Trouble at t’ locks

                                      Harecastle Tunnel (South Portal) to Higher Poynton:                                                     25¼ miles, I tunnel, 13 locks, 2 swing bridges

”Best be ready for quarter to 8…” the Harecastle Tunnel Keeper had said on Thursday afternoon.

The next morning the queue to come through the tunnel from the north was apparently long, so it was the southbound boaters who made the first passage. After eight boats had arrived from the Kidsgrove end the northbound boats could begin to untie their ropes; it was about 9.20 before Cleddau (number 3 in the 8 boat convoy) plunged into the darkness…

Out of the tunnel. 

Shortly afterwards there was the junction to turn left towards Macclesfield and Manchester.

Was this a new pair of eyes observing the comings and goings near Red Bull?

Through Hall Green stop lock    (seven years to the day since the left wrist was fractured here!) and onwards through sleepy Cheshire countryside.

Bosley locks were to be climbed on Friday so there was time to pause at Congleton     (Hello nb Bosley- again!) and at the Bridge 68 water tap.

The Cloud was a steady presence on the starboard side, the fields now in late summer colour.

Smart as Crossley Hall Farm is these days its bankside looks denuded with nb Blanche and the painted cow absent now…

(The scene as pictured in 2017)

It was a perfect afternoon to be moored at the bottom of Bosley locks.  There must have been a dozen boats tied up in the sunshine    and Cleddau’s chairs     were not the only ones in use on the towpath!

For several months, due to efforts to restrict water usage, the lock flight has been open for limited hours only each day,the padlocked chains at locks 1 and 11 being unlocked at 8.30 each morning.

By 9.30 on Friday none of the boats ahead had moved…     What was the delay? Word filtered back. A paddle at one of the locks needed repair or replacement… then, more water needed to be sent down the lock flight.

A good hour later the boat at the head of the waiting line moved off. It was followed by a second boat but then there was a long wait for any further action.    The story of the paddle repair and the additional water being sent down was repeated by other folk who had walked up the flight in search of information.

Now the water level in the pound between locks 10 and 9 was very low… the first boat to leave the bottom had become seriously stuck there, unable to move forward or back…

A descending hire boat reached lock 11, its crew (all male) flustered (they said) by a torrent of abuse aimed at them for coming down and affecting the water supply of the upcoming “stuck” boat!  Some can shrug off such incidents, while others get distressed by such undeserved vitriol…

Next down was Mow Cop, a 70 ft hire boat, its crew all apprehensive about the tricky bend between locks 12 and 11.  When going up the locks on the previous day their boat had got “seriously stuck in the bushes…”

At last, Cleddau had reached the head of the queue, ready to enter lock 12 and begin the climb.

__SUPPLIED RECORDS__.
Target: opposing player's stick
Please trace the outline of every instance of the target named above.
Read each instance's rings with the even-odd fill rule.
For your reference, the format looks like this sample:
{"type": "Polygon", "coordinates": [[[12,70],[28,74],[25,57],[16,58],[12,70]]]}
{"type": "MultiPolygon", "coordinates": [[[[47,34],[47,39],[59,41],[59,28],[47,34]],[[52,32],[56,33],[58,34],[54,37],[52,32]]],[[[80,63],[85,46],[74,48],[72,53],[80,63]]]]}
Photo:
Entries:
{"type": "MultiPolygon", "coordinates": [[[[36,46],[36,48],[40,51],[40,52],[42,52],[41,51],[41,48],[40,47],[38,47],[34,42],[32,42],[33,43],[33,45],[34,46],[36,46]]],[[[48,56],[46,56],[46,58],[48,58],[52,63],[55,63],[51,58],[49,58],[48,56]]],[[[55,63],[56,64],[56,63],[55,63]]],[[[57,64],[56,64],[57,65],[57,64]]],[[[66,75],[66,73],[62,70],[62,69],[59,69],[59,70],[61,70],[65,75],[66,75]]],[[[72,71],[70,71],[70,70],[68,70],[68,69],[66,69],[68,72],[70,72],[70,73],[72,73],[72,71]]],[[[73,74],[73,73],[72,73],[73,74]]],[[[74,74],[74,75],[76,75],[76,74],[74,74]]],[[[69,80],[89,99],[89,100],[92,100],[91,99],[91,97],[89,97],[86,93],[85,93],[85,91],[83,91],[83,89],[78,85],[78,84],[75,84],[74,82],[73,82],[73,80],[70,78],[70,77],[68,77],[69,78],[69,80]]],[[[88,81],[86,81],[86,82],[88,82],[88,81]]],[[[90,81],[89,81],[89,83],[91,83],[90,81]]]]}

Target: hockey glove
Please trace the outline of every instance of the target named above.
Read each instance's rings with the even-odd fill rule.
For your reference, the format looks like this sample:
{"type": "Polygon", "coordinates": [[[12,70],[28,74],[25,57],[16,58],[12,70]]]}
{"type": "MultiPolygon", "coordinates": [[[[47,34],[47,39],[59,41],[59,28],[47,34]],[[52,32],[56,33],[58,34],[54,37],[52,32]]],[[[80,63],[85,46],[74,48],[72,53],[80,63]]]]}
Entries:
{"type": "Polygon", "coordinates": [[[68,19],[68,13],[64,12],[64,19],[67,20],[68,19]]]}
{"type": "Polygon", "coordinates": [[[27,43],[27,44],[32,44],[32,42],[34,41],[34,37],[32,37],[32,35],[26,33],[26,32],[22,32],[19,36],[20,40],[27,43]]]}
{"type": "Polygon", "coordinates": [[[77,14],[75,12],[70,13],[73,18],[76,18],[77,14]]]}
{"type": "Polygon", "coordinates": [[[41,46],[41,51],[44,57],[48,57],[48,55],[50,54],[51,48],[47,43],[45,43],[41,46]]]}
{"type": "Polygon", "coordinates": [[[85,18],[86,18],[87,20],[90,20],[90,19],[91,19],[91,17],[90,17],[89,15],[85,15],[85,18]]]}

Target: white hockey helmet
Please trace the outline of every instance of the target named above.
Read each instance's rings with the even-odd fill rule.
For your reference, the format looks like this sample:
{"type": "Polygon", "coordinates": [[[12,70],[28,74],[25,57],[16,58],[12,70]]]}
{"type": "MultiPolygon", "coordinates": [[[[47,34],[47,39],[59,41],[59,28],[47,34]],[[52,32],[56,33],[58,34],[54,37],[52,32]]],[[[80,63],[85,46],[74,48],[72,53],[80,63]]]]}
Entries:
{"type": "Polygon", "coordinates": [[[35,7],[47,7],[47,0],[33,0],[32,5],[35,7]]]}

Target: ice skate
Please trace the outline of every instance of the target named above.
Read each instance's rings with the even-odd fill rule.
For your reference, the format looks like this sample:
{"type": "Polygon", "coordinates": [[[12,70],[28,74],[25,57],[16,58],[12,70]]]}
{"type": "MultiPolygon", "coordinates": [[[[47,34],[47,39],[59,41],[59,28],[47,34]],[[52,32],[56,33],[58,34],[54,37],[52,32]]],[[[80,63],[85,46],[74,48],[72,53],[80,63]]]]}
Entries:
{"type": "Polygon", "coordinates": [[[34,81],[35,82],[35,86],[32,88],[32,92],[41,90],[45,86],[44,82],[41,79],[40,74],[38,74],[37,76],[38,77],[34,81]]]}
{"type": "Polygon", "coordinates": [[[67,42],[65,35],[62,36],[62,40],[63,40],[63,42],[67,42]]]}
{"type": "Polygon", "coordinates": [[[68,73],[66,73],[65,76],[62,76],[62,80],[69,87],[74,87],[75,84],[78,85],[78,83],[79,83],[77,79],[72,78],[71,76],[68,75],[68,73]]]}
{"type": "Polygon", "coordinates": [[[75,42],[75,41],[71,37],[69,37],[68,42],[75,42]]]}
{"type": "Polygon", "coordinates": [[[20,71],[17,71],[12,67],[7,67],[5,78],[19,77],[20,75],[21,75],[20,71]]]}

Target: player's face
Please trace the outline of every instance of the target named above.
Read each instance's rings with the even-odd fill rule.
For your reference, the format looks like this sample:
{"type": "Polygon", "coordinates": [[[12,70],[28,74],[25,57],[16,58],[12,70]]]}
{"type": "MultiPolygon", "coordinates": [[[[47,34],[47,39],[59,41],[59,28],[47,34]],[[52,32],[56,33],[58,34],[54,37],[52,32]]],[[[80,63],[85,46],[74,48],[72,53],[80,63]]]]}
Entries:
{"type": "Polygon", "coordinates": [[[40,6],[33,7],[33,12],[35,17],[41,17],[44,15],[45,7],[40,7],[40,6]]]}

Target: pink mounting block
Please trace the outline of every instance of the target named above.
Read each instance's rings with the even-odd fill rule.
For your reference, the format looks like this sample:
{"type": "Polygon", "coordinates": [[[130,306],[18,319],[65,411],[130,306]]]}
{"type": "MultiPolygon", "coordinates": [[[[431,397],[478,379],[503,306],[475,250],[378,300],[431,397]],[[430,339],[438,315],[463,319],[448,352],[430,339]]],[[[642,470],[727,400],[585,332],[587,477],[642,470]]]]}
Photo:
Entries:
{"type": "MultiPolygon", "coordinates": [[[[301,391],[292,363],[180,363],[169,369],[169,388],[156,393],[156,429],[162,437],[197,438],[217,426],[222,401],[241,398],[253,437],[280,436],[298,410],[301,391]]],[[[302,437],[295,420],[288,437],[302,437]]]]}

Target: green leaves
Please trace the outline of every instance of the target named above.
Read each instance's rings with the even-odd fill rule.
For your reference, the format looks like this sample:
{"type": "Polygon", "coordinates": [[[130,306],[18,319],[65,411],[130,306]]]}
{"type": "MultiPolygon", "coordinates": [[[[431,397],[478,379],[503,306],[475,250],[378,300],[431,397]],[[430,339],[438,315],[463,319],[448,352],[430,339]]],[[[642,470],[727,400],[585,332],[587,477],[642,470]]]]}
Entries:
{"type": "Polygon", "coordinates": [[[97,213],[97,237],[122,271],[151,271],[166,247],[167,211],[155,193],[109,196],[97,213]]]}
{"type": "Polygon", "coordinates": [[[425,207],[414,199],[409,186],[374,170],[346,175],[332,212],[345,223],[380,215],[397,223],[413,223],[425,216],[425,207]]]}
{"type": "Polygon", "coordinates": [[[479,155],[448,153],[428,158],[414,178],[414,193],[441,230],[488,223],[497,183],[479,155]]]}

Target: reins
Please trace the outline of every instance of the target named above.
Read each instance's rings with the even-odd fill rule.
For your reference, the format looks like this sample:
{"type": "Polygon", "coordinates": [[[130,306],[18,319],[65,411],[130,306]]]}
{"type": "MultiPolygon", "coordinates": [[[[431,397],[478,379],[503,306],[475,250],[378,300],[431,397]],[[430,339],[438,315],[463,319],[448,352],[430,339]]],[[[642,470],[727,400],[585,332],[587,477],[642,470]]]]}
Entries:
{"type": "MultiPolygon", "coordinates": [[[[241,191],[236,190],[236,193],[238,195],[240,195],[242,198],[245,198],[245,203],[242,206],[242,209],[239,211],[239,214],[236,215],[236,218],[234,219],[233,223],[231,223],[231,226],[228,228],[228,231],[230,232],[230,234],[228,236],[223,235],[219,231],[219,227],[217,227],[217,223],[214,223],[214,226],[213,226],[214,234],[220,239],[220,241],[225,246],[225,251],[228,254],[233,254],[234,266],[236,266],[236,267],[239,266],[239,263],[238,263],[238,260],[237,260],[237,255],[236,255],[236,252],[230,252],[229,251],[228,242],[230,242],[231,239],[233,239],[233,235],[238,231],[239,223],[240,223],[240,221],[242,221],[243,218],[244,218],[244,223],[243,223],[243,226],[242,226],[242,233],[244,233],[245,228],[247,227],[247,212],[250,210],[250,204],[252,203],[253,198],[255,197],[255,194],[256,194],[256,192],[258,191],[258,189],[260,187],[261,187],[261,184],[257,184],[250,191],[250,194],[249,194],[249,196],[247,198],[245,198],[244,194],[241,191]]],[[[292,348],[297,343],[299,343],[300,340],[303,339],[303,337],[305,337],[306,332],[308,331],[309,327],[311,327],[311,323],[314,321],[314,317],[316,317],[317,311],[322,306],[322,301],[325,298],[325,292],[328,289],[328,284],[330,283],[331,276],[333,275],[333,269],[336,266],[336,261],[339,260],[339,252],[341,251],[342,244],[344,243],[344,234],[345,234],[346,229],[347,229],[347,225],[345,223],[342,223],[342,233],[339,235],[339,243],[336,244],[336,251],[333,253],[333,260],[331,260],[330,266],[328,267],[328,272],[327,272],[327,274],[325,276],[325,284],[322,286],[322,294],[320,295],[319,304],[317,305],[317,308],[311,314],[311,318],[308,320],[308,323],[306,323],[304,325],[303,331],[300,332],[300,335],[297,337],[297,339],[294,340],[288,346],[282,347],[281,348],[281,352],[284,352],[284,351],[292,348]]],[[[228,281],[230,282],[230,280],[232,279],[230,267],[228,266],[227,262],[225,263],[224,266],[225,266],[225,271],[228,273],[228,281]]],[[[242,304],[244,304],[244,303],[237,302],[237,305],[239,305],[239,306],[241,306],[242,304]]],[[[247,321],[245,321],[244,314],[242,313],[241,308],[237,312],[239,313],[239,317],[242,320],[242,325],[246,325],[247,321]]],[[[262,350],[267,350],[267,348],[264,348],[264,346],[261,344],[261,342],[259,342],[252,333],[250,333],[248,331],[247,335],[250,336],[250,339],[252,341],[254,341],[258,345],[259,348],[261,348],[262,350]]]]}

__WRITTEN TASKS__.
1. Duplicate the part of the canal trip account starting at "Smart as Crossley" and ending at "on the towpath!".
2. Answer these questions from the canal trip account:
(a) What position did Cleddau hold in the eight-boat convoy through the tunnel?
(b) At what time were the padlocked chains at locks 1 and 11 unlocked each morning?
(c) How long is the hire boat Mow Cop?
3. Take the canal trip account further, picking up after its final sentence.

__ANSWERS__.
1.
Smart as Crossley Hall Farm is these days its bankside looks denuded with nb Blanche and the painted cow absent now…

(The scene as pictured in 2017)

It was a perfect afternoon to be moored at the bottom of Bosley locks.  There must have been a dozen boats tied up in the sunshine    and Cleddau’s chairs     were not the only ones in use on the towpath!

2.
(a) Number 3
(b) 8.30
(c) 70 ft

3.
The crew watched anxiously as Cleddau and Mow Cop swapped locks, inching slowly round each other.

Up lock 11…

Up lock 10…

The boat ahead seemed to have stopped moving. Nothing was happening.

A volunteer lock keeper passed by, heading down to the bottom to close the locks at 1pm. “There’s a boat stuck in a lock up there,” he said, pointing up the hill. “It’s got jammed because its fenders are down. I told ‘em to cut the fenders off but they wouldn’t listen. Left ‘em to it…”

The Captain wears a watch on his wrist but it’s his stomach which tells him when it is lunchtime… So, here was a first, time to make lunchtime sandwiches and assemble some sides while waiting in a lock, there being time to eat and enjoy that lunch too.  Lock 10 proved a pleasant place to spend a lunchtime!

Action resumed. A short boat came down from lock 9 and the two boats crossed in the pound     where the first boat had grounded and got stuck…

Lock 9 – that glorious view 

Lock 8 – cows supervising lock operation…

Boaters are mostly aware of how they can help other crews along. By lock 5 the boater ahead had started raising a paddle on the bottom gate to begin dropping the water level for Cleddau coming up behind. Meanwhile the Captain was doing similar for the next in line…

There’s a long stretch between locks 2 and 1 – and in the distance was a flurry of flags as preparations were being made for the North Rode Vintage Vehicle Show in the field below lock 1.   A lock keeper at Top Lock had the gates open ready for Cleddau. As the boat passed the lock landing there was a profuse apology offered from a crew member of the boat that had got wedged by its fenders. Their troubles weren’t over as flat on the engine deck, bared to the waist, was a figure, his hands and head deep down the weed hatch. “We’re using the bread knife,” wailed the apologist, “but is there a better way?”

“Use a knife with a curved blade,” the Captain called back, mindful probably of the recent Stoke anorak episode…! (Previous post, here )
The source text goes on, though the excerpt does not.